● **The task**
Reproduce the entries in full, with no changes.

■ ■ ■ ■ ■

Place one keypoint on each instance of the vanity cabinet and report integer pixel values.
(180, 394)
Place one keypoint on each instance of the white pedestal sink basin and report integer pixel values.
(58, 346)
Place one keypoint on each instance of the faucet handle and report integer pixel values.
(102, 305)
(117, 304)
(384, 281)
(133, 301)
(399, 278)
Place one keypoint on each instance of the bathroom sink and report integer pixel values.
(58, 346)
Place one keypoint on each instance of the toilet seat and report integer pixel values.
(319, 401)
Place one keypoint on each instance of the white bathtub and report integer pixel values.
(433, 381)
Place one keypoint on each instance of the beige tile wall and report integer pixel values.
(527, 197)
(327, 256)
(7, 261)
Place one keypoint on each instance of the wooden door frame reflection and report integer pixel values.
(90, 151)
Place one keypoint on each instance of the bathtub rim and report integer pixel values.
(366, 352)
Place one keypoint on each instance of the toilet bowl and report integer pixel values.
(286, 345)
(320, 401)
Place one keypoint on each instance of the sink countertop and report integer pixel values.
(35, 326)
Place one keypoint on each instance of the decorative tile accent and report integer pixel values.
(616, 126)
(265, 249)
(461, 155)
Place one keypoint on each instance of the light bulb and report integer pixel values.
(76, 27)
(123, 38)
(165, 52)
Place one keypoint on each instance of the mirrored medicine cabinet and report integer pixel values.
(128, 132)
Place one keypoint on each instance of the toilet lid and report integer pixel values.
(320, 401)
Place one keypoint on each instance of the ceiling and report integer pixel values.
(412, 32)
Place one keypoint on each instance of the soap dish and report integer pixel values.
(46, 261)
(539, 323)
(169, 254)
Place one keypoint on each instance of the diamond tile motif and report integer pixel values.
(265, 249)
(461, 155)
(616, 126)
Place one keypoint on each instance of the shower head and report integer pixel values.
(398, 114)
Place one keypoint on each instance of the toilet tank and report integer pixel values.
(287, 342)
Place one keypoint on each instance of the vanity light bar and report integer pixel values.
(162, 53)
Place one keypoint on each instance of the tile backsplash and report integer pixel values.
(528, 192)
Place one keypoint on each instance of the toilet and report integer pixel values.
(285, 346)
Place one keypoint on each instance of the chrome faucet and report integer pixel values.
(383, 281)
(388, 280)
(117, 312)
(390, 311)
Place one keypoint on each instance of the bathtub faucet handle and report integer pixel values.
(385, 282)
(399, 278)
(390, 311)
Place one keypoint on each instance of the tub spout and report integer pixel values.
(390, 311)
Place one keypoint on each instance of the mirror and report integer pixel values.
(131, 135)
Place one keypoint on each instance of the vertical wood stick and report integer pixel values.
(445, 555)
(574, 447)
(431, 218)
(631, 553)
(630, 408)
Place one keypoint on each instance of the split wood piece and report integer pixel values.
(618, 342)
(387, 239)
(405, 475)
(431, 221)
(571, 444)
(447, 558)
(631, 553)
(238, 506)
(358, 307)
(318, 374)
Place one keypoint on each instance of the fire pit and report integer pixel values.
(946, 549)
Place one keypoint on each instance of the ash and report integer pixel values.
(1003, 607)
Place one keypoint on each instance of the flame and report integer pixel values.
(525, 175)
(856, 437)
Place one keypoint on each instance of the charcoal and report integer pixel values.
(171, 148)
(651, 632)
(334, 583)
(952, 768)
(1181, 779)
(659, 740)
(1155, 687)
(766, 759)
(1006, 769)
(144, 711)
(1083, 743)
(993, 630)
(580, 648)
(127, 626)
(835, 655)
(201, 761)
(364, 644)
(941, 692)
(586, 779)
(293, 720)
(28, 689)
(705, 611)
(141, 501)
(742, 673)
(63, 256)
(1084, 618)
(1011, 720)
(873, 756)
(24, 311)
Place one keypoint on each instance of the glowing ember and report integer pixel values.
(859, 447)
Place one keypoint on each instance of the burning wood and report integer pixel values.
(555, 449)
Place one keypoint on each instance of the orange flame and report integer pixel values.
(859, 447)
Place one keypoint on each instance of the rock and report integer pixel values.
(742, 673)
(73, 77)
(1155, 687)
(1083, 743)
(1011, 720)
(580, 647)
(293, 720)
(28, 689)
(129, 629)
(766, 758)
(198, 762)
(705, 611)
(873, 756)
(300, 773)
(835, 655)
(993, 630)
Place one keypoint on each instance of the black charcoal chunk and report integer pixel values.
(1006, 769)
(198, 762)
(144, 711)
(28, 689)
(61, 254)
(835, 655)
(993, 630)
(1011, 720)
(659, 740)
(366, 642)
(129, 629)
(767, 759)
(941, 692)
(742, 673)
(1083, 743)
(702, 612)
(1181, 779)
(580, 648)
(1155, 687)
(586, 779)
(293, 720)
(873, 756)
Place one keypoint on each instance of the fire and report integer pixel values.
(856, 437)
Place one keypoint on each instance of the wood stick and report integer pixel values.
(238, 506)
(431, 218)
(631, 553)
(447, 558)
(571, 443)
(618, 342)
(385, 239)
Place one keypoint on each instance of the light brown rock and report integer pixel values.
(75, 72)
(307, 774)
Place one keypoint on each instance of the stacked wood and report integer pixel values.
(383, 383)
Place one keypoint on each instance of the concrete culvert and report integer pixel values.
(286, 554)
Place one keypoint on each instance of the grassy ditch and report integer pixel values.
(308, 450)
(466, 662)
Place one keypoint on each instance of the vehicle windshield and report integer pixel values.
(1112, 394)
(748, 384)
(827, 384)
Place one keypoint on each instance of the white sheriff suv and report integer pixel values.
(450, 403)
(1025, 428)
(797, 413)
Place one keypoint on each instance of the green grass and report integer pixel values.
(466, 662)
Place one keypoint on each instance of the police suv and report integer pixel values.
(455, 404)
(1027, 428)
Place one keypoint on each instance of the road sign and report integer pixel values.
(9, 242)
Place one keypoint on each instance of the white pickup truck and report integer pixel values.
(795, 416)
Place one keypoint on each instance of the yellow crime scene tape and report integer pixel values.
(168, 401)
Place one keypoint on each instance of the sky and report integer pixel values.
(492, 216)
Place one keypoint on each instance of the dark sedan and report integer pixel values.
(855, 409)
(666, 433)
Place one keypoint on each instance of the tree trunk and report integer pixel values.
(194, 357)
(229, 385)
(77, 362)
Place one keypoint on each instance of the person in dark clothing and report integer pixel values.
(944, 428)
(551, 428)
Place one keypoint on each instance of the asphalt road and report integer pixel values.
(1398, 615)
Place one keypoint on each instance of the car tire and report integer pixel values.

■ ■ ■ ■ ■

● **Solution**
Place one keypoint on each instance of the vanity cabinet and report integer pixel values.
(180, 394)
Place one keypoint on each instance of the white pedestal sink basin and report integer pixel values.
(58, 346)
Place one keypoint on each instance of the faucet handle and report integer pixel values.
(102, 305)
(117, 304)
(384, 281)
(133, 301)
(399, 278)
Place one keypoint on each instance of the bathroom sink and report integer pixel values.
(58, 346)
Place one keypoint on each instance of the toilet seat and report integer pixel values.
(319, 401)
Place one keypoint on each instance of the white bathtub and report integer pixel values.
(433, 381)
Place one keypoint on each instance of the beige tile wall and report integer pixel values.
(527, 197)
(327, 256)
(7, 261)
Place one keypoint on each instance of the wooden door frame reflection and report integer pixel values.
(90, 151)
Place one keypoint on each instance of the bathtub rim and report integer pixel values.
(366, 352)
Place one keypoint on each instance of the toilet bowl and report integer pixel values.
(286, 345)
(320, 401)
Place one keypoint on each instance of the sink countertop and report integer pixel values.
(35, 326)
Place one keypoint on each instance of the decorative tile accent and report integer pixel values.
(616, 126)
(265, 249)
(461, 155)
Place one keypoint on each instance of the light bulb and report integer pixel values.
(76, 27)
(123, 38)
(165, 52)
Place one keypoint on each instance of the mirrored medicine cabinet and report integer pixel values.
(128, 132)
Place one keypoint on each instance of the toilet lid and report integer pixel values.
(320, 401)
Place one keypoint on each instance of the ceiling and report integer pixel values.
(412, 32)
Place one keypoint on each instance of the soap dish and report integer pixel values.
(46, 261)
(539, 323)
(169, 254)
Place one keypoint on each instance of the diamond tile motif and report integer pixel values.
(265, 249)
(461, 155)
(616, 126)
Place one keypoint on each instance of the shower head and report integer pixel values.
(398, 114)
Place one keypoint on each instance of the toilet tank and report integer pixel values.
(287, 342)
Place one keypoint on each instance of the vanity light bar and report integer pixel values.
(162, 53)
Place one keypoint on each instance of the tile backsplash and report integer pixel values.
(528, 192)
Place one keypoint on each instance of the toilet and report integer pixel values.
(285, 346)
Place one keypoint on each instance of the chrome faucet and report integer pixel values.
(383, 281)
(388, 280)
(117, 312)
(390, 311)
Place one keypoint on each instance of the bathtub faucet handle and report integer pixel values.
(385, 282)
(399, 278)
(390, 311)
Place one keypoint on each instance of the tub spout and report integer pixel values.
(390, 311)
Place one keypoint on each instance of the mirror and report integer pixel values.
(131, 135)
Place one keypoint on each instance of the vertical wood stick and report integer pixel values.
(445, 555)
(574, 447)
(431, 218)
(631, 553)
(630, 408)
Place one keypoint on each instance of the split wood piece and report integer pixel values.
(618, 342)
(387, 239)
(405, 475)
(431, 221)
(571, 444)
(447, 558)
(631, 553)
(238, 506)
(358, 307)
(318, 374)
Place one keypoint on each instance of the fire pit and report integer pixel values.
(946, 549)
Place one keypoint on each instance of the ash and report integer pixel values.
(1003, 607)
Place one keypoint on each instance of the flame and report integer pixel values.
(525, 175)
(856, 437)
Place one keypoint on each instance of the charcoal and report integer pixel values.
(171, 148)
(651, 632)
(334, 583)
(952, 768)
(1181, 779)
(659, 740)
(1155, 687)
(766, 759)
(1006, 769)
(144, 711)
(1083, 743)
(993, 630)
(580, 648)
(127, 626)
(835, 655)
(201, 761)
(364, 644)
(941, 692)
(586, 779)
(293, 720)
(28, 689)
(705, 611)
(141, 501)
(742, 673)
(63, 256)
(1084, 618)
(1011, 720)
(873, 756)
(24, 311)
Place one keypoint on each instance of the glowing ember and report integer pixel values.
(859, 447)
Place one keypoint on each instance of the burning wood and report integer pixel values.
(555, 449)
Place one keypoint on each instance of the orange flame and report integer pixel values.
(859, 447)
Place one keypoint on each instance of the rock and report integer pixel values.
(742, 673)
(73, 77)
(1155, 687)
(1083, 743)
(1011, 720)
(580, 647)
(293, 720)
(28, 689)
(129, 629)
(766, 758)
(198, 762)
(705, 611)
(873, 756)
(300, 773)
(835, 655)
(993, 630)
Place one keypoint on each instance of the black charcoal chunk and report integer pixel values.
(1006, 769)
(198, 762)
(144, 711)
(28, 689)
(61, 254)
(835, 655)
(993, 630)
(1011, 720)
(659, 740)
(366, 642)
(129, 629)
(767, 759)
(941, 692)
(742, 673)
(1083, 743)
(702, 612)
(1181, 779)
(580, 648)
(1155, 687)
(586, 779)
(293, 720)
(873, 756)
Place one keypoint on each instance of the fire and report integer pixel values.
(856, 437)
Place one keypoint on each instance of the wood stick and report integer pixel values.
(238, 506)
(431, 218)
(631, 553)
(447, 558)
(571, 443)
(618, 342)
(385, 239)
Place one keypoint on each instance of the light brown rock and report integer pixel values.
(75, 72)
(307, 774)
Place one keypoint on each instance of the stacked wood and report integer pixel values.
(383, 383)
Place one keypoint on each instance of the concrete culvert and report integer pixel values.
(286, 554)
Place one keypoint on each instance of the grassy ditch and report integer pixel values.
(308, 450)
(466, 662)
Place one keypoint on each instance of the vehicle windshield and report integer pixel values.
(1112, 394)
(748, 384)
(827, 384)
Place one keypoint on each instance of the white sheriff suv and report integer pixel values.
(450, 403)
(1025, 428)
(797, 413)
Place one keypoint on each instance of the green grass and report integer pixel values.
(466, 662)
Place one keypoint on each instance of the police suv and report integer pixel values.
(455, 404)
(1027, 428)
Place one keypoint on each instance of the road sign and report integer pixel values.
(9, 242)
Place one keypoint on each instance of the white pickup truck and report integer pixel values.
(795, 416)
Place one keypoint on each instance of the yellow crime scene tape and report integer pixel values.
(168, 401)
Place one keypoint on each instance of the sky and report integer pixel values.
(492, 216)
Place one keypoint on each instance of the dark sedan and report integer pixel values.
(855, 409)
(666, 433)
Place one keypoint on each instance of the tree trunk and report integer pixel values.
(194, 357)
(229, 385)
(77, 362)
Place one keypoint on each instance of the person in dark clothing and report integer pixel values.
(944, 428)
(551, 428)
Place one keypoint on each instance of the asphalt road and report integer pixel values.
(1398, 615)
Place one keypoint on each instance of the car tire and report integer pixel values.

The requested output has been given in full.